# [Region annotation entries]
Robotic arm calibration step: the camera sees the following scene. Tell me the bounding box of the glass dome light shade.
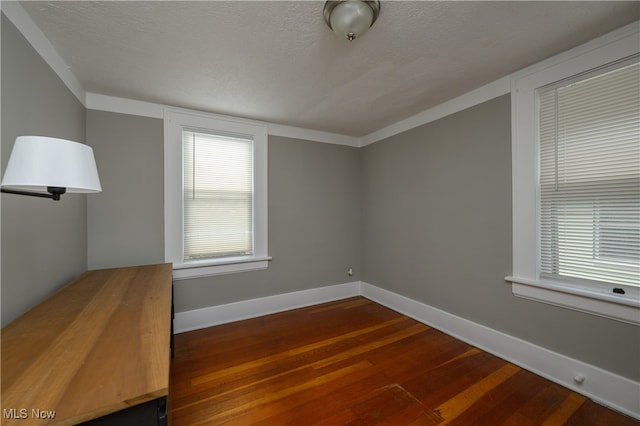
[325,0,377,40]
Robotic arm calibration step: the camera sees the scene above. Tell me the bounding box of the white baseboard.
[174,282,640,419]
[174,282,360,333]
[360,283,640,419]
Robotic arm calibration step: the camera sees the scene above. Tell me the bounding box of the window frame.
[505,26,640,324]
[164,108,271,280]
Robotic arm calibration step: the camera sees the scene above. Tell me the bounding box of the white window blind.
[182,130,254,261]
[538,58,640,291]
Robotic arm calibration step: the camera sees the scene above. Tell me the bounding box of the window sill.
[505,276,640,325]
[173,256,271,280]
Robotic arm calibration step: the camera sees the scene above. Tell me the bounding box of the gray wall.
[361,95,640,380]
[176,136,360,311]
[1,14,87,325]
[1,10,640,380]
[87,110,360,312]
[87,110,164,269]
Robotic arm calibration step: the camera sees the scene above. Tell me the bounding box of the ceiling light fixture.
[323,0,380,41]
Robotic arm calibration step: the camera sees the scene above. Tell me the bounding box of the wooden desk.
[0,263,172,425]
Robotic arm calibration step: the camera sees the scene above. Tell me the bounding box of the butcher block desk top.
[0,263,172,425]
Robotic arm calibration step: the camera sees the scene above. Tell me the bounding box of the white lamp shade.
[2,136,102,192]
[329,1,373,38]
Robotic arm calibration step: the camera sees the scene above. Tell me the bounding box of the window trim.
[164,108,271,280]
[505,26,640,324]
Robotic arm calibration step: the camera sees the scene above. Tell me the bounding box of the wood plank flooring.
[170,297,640,426]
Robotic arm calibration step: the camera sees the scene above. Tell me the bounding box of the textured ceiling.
[21,1,640,136]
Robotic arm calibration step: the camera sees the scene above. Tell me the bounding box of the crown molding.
[0,1,86,107]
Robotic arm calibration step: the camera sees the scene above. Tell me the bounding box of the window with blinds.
[538,57,640,287]
[182,130,254,261]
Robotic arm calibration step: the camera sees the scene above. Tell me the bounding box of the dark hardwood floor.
[170,297,640,426]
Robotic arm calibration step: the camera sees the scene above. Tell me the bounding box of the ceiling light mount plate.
[323,0,380,41]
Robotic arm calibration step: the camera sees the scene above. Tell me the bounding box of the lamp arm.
[0,186,67,201]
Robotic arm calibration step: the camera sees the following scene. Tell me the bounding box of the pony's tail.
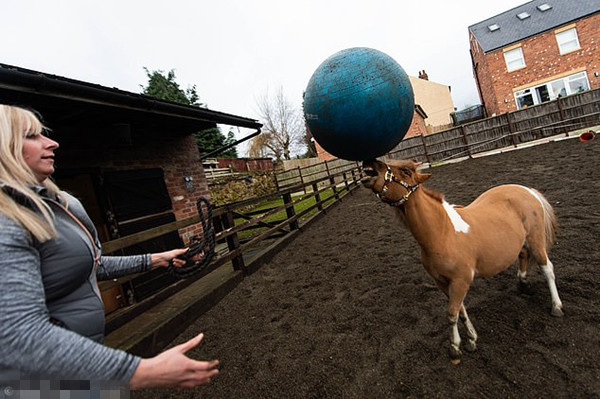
[535,190,558,251]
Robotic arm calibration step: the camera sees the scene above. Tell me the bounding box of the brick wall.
[57,134,210,243]
[471,14,600,115]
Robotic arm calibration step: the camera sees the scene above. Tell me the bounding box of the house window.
[556,28,580,54]
[515,72,590,109]
[504,47,525,72]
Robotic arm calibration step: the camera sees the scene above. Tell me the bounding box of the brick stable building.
[0,64,261,253]
[469,0,600,116]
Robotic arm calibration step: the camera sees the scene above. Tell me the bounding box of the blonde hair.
[0,104,59,242]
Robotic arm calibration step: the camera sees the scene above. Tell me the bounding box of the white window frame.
[555,27,581,55]
[504,46,526,72]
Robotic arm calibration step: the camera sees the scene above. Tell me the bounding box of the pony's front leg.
[448,280,476,364]
[460,304,477,352]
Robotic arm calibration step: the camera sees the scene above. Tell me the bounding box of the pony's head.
[362,159,431,206]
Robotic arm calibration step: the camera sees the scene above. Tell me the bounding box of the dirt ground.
[132,139,600,399]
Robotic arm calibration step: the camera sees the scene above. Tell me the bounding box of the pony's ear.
[415,172,432,184]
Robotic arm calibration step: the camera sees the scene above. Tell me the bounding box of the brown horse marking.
[363,160,563,364]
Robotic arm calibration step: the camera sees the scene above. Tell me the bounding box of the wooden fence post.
[556,96,569,136]
[221,211,246,270]
[506,112,517,147]
[325,161,340,200]
[420,134,431,165]
[342,172,352,194]
[283,192,300,230]
[313,183,323,212]
[298,166,306,194]
[460,125,473,158]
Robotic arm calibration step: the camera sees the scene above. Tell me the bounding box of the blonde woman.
[0,105,218,389]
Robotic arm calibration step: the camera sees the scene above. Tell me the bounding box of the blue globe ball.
[304,47,415,161]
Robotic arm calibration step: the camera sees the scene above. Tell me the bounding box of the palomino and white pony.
[363,160,563,364]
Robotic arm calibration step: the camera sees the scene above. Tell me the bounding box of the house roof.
[469,0,600,53]
[0,64,262,134]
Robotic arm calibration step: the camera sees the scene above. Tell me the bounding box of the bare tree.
[249,87,306,161]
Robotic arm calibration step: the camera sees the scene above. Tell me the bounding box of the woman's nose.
[44,136,58,149]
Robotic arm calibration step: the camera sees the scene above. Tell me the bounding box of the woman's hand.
[151,248,188,268]
[129,334,219,389]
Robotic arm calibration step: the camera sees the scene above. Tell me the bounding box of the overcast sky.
[0,0,527,150]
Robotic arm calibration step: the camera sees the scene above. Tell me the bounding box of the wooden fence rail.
[388,89,600,164]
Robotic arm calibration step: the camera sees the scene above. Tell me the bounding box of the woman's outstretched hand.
[129,334,219,389]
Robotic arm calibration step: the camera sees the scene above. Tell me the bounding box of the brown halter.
[377,165,419,207]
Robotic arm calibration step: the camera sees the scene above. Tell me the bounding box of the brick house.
[469,0,600,116]
[0,64,261,253]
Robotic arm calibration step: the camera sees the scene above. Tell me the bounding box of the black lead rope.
[168,197,215,278]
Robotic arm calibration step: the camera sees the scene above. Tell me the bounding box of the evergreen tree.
[142,68,237,158]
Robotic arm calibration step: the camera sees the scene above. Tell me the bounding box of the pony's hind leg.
[517,246,532,295]
[540,257,564,317]
[460,304,477,352]
[448,280,475,364]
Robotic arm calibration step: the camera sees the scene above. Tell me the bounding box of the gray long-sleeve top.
[0,193,151,382]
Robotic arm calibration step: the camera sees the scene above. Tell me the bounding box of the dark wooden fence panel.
[388,89,600,163]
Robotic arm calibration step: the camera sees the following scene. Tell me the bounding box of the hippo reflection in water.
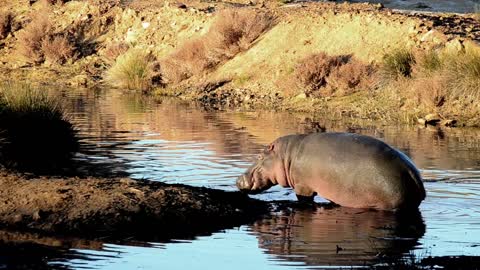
[237,133,425,210]
[251,207,425,269]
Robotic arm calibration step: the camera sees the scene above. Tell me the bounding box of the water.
[0,90,480,269]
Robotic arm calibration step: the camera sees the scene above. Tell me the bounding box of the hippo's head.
[237,142,285,194]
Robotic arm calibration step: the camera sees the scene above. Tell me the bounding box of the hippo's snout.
[237,174,253,191]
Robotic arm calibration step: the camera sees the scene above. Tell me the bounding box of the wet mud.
[0,171,268,240]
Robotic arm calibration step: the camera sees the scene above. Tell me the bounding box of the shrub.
[41,35,75,64]
[162,9,275,83]
[382,49,415,79]
[104,42,130,63]
[0,82,78,171]
[326,59,375,96]
[0,12,13,39]
[294,52,348,94]
[444,50,480,100]
[18,12,51,64]
[106,48,154,90]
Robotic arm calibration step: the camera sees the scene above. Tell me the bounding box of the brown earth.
[0,171,268,239]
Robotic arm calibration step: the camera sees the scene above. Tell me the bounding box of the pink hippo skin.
[237,133,425,210]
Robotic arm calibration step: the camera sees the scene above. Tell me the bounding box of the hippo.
[237,133,426,211]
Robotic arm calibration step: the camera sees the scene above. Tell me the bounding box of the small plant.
[18,12,52,64]
[104,42,130,63]
[0,11,13,40]
[326,59,375,96]
[106,48,154,90]
[295,52,348,94]
[415,50,442,74]
[0,84,78,171]
[382,49,415,79]
[162,9,275,83]
[41,35,75,64]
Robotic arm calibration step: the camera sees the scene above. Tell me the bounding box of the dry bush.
[408,73,449,110]
[104,42,130,62]
[0,11,13,39]
[294,52,348,94]
[162,39,210,83]
[18,12,51,63]
[106,49,155,90]
[326,59,376,96]
[162,9,275,83]
[381,49,415,80]
[41,35,75,64]
[204,9,275,62]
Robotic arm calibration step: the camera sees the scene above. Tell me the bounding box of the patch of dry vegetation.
[294,52,374,97]
[18,12,76,64]
[0,11,13,39]
[386,47,480,114]
[104,42,130,63]
[106,48,155,90]
[18,12,52,64]
[162,9,275,83]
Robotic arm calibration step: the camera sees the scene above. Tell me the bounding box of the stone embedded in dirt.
[441,119,457,127]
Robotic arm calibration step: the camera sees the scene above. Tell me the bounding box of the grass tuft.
[381,49,415,79]
[106,48,154,90]
[0,84,78,171]
[0,11,13,40]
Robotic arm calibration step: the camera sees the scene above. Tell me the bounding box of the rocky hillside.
[0,0,480,126]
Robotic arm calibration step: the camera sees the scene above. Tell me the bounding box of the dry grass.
[162,9,275,83]
[381,49,415,80]
[326,59,376,96]
[104,42,130,63]
[41,35,75,64]
[293,52,374,96]
[0,11,13,39]
[18,12,52,64]
[106,48,154,91]
[294,52,348,94]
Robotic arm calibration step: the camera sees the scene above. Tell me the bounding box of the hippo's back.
[291,133,425,209]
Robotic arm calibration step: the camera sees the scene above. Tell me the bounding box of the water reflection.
[252,207,425,266]
[19,87,480,269]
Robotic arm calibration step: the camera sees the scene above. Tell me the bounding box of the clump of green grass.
[0,84,78,172]
[106,48,155,90]
[381,49,415,79]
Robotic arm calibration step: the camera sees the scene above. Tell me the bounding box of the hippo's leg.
[294,184,317,203]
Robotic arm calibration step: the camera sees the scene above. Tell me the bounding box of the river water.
[0,90,480,270]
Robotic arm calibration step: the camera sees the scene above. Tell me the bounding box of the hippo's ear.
[268,143,275,152]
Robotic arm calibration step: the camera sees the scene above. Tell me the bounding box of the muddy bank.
[0,0,480,126]
[0,171,268,239]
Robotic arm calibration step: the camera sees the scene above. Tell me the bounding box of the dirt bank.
[0,0,480,126]
[0,171,267,239]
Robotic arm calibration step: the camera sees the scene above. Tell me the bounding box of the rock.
[417,118,427,126]
[441,119,457,127]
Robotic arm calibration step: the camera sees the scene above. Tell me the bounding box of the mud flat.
[0,171,268,239]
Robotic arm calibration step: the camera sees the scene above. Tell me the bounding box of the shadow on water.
[251,207,425,266]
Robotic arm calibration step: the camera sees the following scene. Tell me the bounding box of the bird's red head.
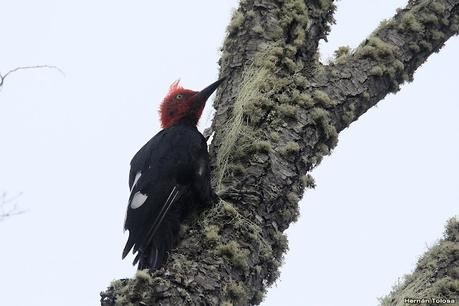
[159,78,224,128]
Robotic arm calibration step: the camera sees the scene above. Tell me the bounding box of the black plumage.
[123,124,212,269]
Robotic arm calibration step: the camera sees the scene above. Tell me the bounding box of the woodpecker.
[122,78,224,270]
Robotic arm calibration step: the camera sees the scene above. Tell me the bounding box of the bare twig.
[0,65,65,88]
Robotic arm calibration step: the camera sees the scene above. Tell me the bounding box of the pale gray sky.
[0,0,459,306]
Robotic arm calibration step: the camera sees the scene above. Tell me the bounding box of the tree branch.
[380,218,459,306]
[101,0,459,305]
[0,192,25,221]
[324,0,459,131]
[0,65,65,88]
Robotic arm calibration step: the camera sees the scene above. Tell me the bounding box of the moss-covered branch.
[324,0,459,131]
[381,218,459,306]
[102,0,459,305]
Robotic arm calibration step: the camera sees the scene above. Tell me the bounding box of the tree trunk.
[101,0,459,305]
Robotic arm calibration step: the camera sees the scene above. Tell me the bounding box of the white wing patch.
[130,191,148,209]
[131,171,142,192]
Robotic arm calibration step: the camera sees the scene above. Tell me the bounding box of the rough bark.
[101,0,459,305]
[381,218,459,306]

# [Stated exercise]
Lay out the lines from the beginning of the material through the line containing "[325,0,377,40]" as a numbered list, with blank lines and any pictures left out.

# [Completed exercise]
1. Robotic arm calibration step: the camera sees the following scene. Tell me the bounding box of the glass dome light shade.
2. [325,0,377,40]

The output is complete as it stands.